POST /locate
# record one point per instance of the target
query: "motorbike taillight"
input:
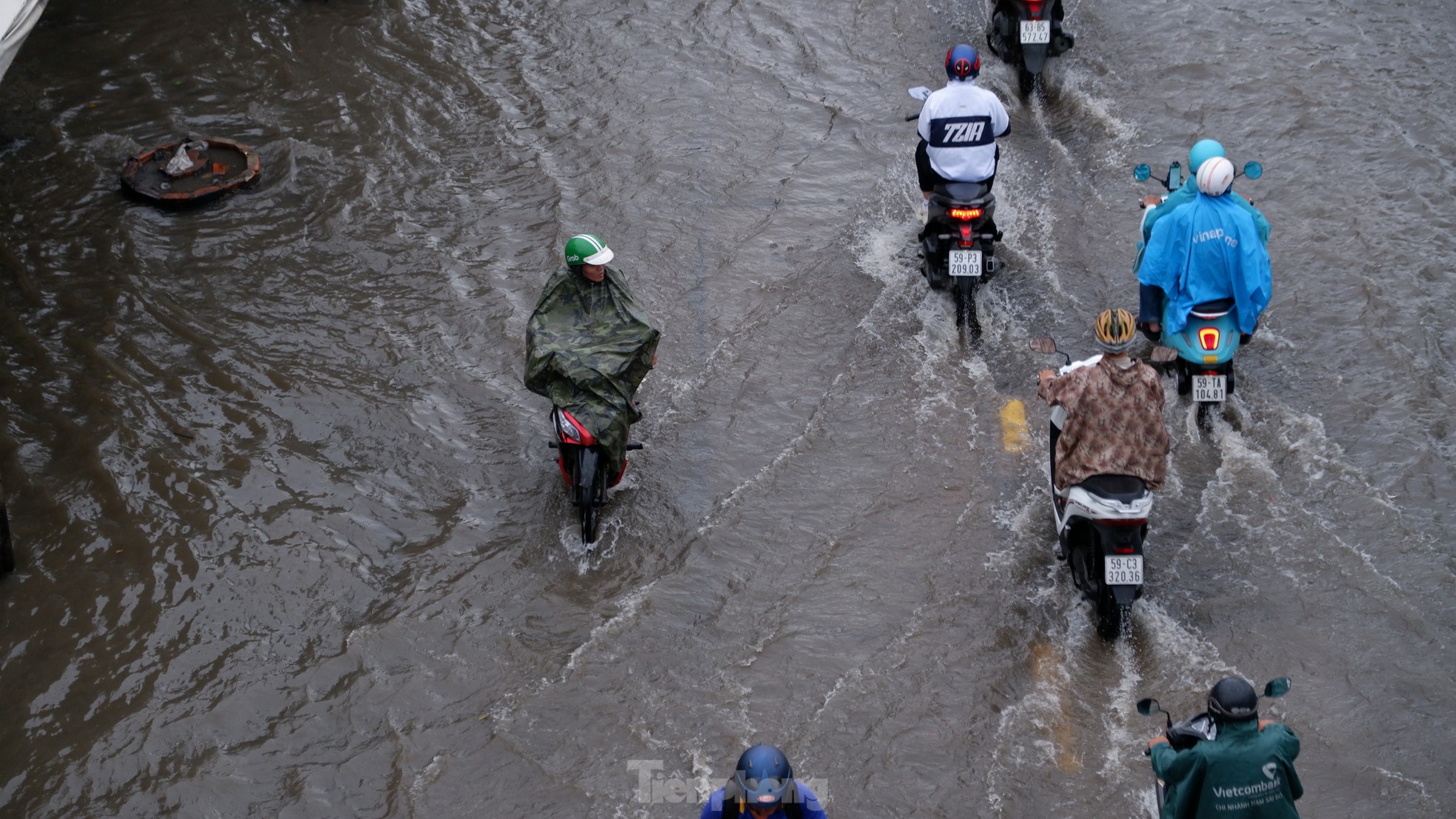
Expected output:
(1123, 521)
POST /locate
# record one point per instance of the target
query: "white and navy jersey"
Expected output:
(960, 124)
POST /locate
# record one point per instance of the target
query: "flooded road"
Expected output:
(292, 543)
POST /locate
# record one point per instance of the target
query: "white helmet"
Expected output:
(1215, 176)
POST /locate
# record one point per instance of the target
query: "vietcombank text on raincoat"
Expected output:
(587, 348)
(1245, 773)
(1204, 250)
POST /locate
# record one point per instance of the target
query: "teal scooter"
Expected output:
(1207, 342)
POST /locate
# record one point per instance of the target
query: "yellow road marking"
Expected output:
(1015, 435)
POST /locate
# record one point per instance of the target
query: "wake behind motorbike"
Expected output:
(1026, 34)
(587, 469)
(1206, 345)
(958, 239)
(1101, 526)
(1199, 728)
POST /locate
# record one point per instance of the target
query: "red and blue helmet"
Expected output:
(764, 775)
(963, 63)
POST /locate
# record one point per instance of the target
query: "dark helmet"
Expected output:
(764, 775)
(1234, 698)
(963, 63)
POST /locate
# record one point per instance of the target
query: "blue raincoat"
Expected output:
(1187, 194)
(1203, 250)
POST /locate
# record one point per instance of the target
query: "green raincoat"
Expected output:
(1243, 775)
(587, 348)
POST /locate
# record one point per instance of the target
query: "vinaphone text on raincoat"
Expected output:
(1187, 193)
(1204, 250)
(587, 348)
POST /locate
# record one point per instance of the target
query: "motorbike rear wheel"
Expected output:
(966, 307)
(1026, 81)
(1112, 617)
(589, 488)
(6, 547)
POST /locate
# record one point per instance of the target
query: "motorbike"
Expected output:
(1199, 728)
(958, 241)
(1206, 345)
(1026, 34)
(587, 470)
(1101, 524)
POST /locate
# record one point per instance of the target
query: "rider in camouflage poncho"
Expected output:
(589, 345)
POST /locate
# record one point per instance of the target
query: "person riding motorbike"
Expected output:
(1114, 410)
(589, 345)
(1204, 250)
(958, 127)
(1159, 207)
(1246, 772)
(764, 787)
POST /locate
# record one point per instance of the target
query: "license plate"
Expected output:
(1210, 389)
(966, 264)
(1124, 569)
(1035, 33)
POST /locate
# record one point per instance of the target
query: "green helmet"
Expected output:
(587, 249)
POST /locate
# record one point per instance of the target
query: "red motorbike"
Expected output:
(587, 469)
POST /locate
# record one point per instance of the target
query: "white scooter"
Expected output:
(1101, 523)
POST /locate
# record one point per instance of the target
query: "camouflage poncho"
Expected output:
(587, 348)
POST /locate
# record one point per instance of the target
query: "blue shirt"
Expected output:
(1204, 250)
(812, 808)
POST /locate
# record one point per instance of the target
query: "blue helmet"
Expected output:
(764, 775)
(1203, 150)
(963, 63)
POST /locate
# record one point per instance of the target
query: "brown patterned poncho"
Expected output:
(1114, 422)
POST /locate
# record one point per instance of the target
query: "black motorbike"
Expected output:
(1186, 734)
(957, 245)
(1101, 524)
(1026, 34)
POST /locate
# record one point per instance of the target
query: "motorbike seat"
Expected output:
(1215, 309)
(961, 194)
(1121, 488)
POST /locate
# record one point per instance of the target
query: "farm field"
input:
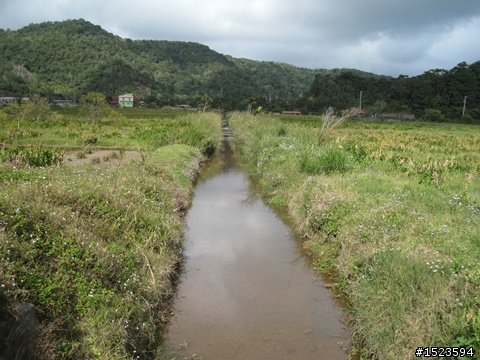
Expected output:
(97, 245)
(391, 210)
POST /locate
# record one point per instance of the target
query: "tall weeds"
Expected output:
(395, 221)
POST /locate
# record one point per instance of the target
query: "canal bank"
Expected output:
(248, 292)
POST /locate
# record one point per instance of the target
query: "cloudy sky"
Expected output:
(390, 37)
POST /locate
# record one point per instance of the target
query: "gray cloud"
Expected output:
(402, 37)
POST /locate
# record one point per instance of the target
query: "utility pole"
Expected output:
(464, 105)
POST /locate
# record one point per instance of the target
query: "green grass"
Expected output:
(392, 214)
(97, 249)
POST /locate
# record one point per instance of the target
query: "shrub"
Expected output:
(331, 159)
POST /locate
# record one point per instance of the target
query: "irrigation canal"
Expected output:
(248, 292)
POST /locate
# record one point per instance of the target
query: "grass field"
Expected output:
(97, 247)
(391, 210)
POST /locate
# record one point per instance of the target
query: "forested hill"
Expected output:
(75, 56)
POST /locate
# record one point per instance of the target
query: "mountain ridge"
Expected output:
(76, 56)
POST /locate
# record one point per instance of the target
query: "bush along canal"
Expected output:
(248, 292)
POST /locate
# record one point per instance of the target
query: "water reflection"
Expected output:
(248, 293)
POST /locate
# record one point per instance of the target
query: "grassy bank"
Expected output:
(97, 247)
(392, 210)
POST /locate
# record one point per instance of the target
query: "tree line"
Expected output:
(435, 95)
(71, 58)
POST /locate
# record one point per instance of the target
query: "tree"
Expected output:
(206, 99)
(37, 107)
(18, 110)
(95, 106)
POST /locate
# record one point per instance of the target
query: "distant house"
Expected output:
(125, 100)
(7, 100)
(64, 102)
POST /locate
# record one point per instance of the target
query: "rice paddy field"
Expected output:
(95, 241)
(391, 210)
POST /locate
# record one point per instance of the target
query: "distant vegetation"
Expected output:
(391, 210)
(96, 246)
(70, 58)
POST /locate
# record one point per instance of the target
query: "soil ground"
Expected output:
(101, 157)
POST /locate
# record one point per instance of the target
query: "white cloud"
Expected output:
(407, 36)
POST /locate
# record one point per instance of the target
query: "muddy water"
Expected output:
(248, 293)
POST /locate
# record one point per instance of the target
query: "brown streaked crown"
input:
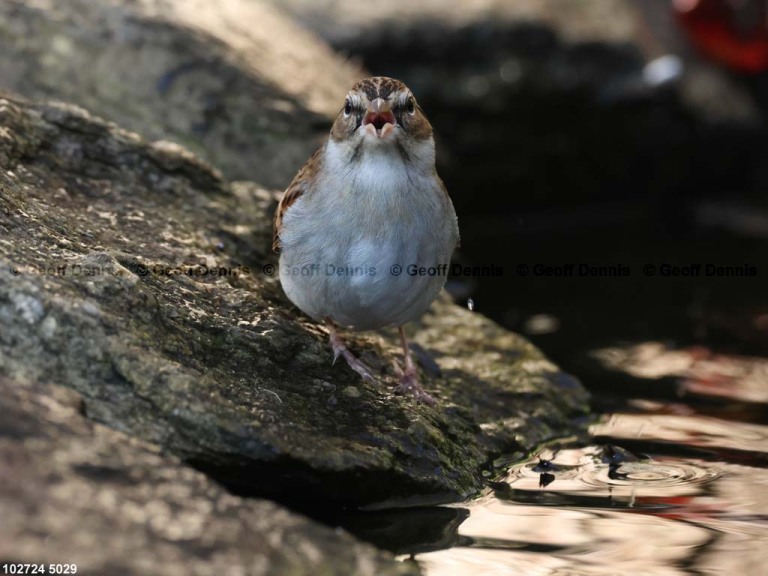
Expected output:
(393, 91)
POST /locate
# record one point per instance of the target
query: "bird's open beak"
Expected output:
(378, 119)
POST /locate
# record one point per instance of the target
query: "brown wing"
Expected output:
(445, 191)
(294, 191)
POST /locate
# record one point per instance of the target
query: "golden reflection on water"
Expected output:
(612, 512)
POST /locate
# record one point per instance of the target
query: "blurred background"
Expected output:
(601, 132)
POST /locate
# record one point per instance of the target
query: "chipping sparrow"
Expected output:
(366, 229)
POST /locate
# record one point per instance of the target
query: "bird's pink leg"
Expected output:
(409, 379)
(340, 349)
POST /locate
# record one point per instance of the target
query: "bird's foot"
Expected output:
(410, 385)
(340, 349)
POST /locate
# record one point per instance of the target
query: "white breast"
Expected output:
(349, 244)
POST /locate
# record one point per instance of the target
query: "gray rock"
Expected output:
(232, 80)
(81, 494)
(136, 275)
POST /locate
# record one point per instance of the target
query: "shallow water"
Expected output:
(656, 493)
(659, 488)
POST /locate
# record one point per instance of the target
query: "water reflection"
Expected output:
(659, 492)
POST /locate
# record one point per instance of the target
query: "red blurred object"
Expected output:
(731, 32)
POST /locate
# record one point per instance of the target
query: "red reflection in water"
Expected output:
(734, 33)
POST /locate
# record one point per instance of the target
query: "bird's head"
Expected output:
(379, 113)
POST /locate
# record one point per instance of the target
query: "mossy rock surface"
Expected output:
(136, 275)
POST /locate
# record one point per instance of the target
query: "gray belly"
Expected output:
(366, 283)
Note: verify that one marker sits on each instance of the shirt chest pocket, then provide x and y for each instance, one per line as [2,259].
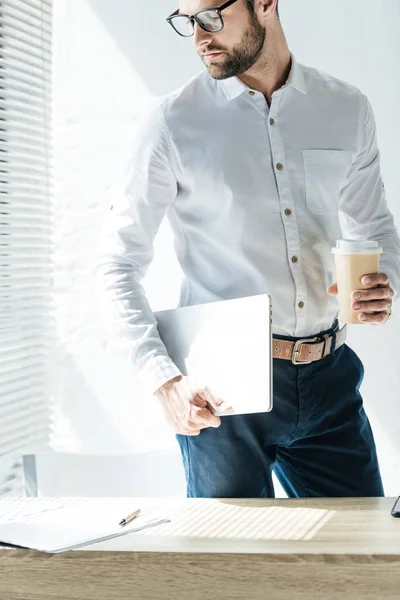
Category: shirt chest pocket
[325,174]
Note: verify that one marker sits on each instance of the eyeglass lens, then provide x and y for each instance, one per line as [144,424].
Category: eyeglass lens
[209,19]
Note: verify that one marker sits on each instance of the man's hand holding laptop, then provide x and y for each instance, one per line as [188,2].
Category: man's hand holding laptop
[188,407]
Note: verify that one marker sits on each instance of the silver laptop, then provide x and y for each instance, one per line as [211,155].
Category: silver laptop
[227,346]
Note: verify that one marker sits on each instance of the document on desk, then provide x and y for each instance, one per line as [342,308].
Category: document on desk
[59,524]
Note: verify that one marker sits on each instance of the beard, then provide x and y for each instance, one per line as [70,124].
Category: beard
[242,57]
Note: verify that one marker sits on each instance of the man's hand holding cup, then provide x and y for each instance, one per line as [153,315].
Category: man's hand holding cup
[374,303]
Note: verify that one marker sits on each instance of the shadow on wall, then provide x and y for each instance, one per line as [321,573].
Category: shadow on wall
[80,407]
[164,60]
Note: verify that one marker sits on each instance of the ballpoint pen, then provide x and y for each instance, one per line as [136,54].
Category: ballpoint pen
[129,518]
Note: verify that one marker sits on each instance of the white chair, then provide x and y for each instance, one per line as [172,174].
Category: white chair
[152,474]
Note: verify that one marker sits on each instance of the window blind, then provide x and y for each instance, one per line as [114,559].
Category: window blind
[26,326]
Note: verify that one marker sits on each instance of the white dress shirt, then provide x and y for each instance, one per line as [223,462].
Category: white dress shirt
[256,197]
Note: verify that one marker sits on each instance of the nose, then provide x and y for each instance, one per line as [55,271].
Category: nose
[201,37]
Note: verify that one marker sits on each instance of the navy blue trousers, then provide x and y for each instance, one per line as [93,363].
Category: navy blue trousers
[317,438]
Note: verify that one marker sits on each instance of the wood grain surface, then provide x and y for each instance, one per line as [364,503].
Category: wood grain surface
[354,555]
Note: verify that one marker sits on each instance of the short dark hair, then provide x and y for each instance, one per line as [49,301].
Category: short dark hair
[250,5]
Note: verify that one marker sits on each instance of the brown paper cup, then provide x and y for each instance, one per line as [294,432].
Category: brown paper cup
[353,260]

◆ **Goal of the exercise**:
Please find the lines in the data that contain the word "gray" and copy them.

◆ **Solution to this problem**:
query: "gray cloud"
query: "gray rock"
query: "gray belly"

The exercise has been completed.